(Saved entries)
+++
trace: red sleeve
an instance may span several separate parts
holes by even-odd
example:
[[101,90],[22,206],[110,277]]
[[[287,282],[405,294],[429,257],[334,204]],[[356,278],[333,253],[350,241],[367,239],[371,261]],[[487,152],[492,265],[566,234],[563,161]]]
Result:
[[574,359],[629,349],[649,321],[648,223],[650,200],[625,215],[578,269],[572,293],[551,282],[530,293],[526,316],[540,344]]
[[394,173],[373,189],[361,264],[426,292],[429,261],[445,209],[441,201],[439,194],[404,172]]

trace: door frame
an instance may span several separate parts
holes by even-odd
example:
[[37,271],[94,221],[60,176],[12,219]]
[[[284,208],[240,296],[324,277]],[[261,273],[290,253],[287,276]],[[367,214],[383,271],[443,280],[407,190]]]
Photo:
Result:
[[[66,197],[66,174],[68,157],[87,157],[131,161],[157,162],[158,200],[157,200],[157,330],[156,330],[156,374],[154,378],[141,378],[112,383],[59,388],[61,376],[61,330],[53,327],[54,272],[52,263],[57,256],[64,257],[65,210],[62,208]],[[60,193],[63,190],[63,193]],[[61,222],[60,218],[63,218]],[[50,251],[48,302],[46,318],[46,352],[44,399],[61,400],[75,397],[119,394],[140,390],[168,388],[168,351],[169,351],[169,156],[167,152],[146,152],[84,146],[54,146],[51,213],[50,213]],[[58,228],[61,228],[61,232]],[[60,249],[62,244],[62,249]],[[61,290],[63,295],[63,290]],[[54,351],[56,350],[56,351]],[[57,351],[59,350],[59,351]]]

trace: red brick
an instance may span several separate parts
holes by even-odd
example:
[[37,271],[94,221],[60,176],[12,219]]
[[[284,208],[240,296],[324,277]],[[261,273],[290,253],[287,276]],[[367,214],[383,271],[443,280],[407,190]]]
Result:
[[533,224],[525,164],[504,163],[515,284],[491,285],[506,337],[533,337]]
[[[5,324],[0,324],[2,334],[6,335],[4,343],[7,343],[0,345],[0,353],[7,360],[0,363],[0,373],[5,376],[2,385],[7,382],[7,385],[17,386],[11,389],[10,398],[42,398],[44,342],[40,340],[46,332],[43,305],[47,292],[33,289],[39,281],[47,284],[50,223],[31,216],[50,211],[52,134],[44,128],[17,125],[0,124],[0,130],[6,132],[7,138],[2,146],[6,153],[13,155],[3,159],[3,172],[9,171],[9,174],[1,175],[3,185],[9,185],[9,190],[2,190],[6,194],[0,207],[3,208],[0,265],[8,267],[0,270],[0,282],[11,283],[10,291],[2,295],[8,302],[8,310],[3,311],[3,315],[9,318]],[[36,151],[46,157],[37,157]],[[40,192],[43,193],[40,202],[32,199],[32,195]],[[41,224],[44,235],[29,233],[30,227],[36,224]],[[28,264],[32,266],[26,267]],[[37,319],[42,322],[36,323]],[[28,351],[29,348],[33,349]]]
+++
Retype the entries above. Match them exactly.

trace: red sleeve
an instance may span several separate parts
holes by even-odd
example:
[[101,90],[22,206],[110,277]]
[[[287,282],[405,294],[429,257],[334,204]],[[356,278],[333,253],[350,241],[367,239],[371,261]],[[487,152],[492,265],[566,234],[563,161]]]
Result:
[[574,359],[629,349],[649,321],[648,223],[650,200],[625,215],[578,269],[572,293],[551,282],[530,293],[526,316],[540,344]]
[[394,173],[373,189],[361,264],[426,292],[429,261],[445,209],[441,201],[439,194],[404,172]]

trace: door frame
an instance may span several separate parts
holes by even-odd
example:
[[37,271],[94,221],[60,176],[12,219]]
[[[284,208],[240,296],[324,277]],[[261,273],[290,253],[287,276]],[[367,214],[383,271],[443,280],[407,190]]]
Photo:
Result:
[[[66,197],[66,174],[68,157],[87,157],[131,161],[157,162],[158,200],[157,200],[157,330],[156,330],[156,374],[154,378],[141,378],[112,383],[59,388],[61,376],[61,330],[53,327],[54,272],[52,263],[57,256],[64,257],[65,210],[62,208]],[[60,193],[63,190],[63,193]],[[61,222],[60,218],[63,218]],[[50,251],[48,302],[46,318],[46,352],[44,399],[61,400],[75,397],[119,394],[140,390],[168,388],[168,351],[169,351],[169,156],[167,152],[146,152],[84,146],[54,146],[51,213],[50,213]],[[58,228],[61,228],[61,232]],[[60,249],[62,244],[62,249]],[[61,290],[63,295],[63,290]],[[54,351],[56,350],[56,351]],[[57,351],[59,350],[59,351]]]

trace: red brick
an instance may span several separate parts
holes by even-odd
example:
[[37,271],[94,221],[60,176],[12,219]]
[[[284,208],[240,296],[324,277]],[[261,273],[290,253],[287,276]],[[367,214],[383,271],[443,280],[407,190]]]
Result:
[[533,224],[525,164],[504,163],[515,284],[491,285],[506,337],[533,337]]
[[[5,324],[0,324],[2,334],[6,335],[4,343],[7,343],[0,345],[0,353],[7,360],[0,363],[0,373],[5,376],[2,385],[7,382],[7,385],[17,386],[11,389],[10,398],[42,398],[44,342],[40,340],[46,332],[43,305],[47,292],[33,289],[39,281],[47,284],[50,223],[31,216],[50,211],[52,134],[44,128],[17,125],[0,124],[0,130],[6,132],[7,138],[2,146],[6,153],[13,155],[3,159],[3,172],[9,171],[9,174],[1,175],[3,185],[9,185],[9,190],[2,190],[6,194],[0,207],[3,208],[0,265],[8,267],[0,270],[0,282],[11,283],[10,291],[2,295],[8,302],[8,310],[3,311],[3,315],[9,318]],[[36,151],[46,157],[37,157]],[[40,192],[43,193],[40,202],[32,199],[32,195]],[[41,224],[44,235],[29,233],[30,227],[36,224]],[[28,264],[32,266],[26,267]],[[37,319],[42,322],[36,323]],[[28,351],[29,348],[33,349]]]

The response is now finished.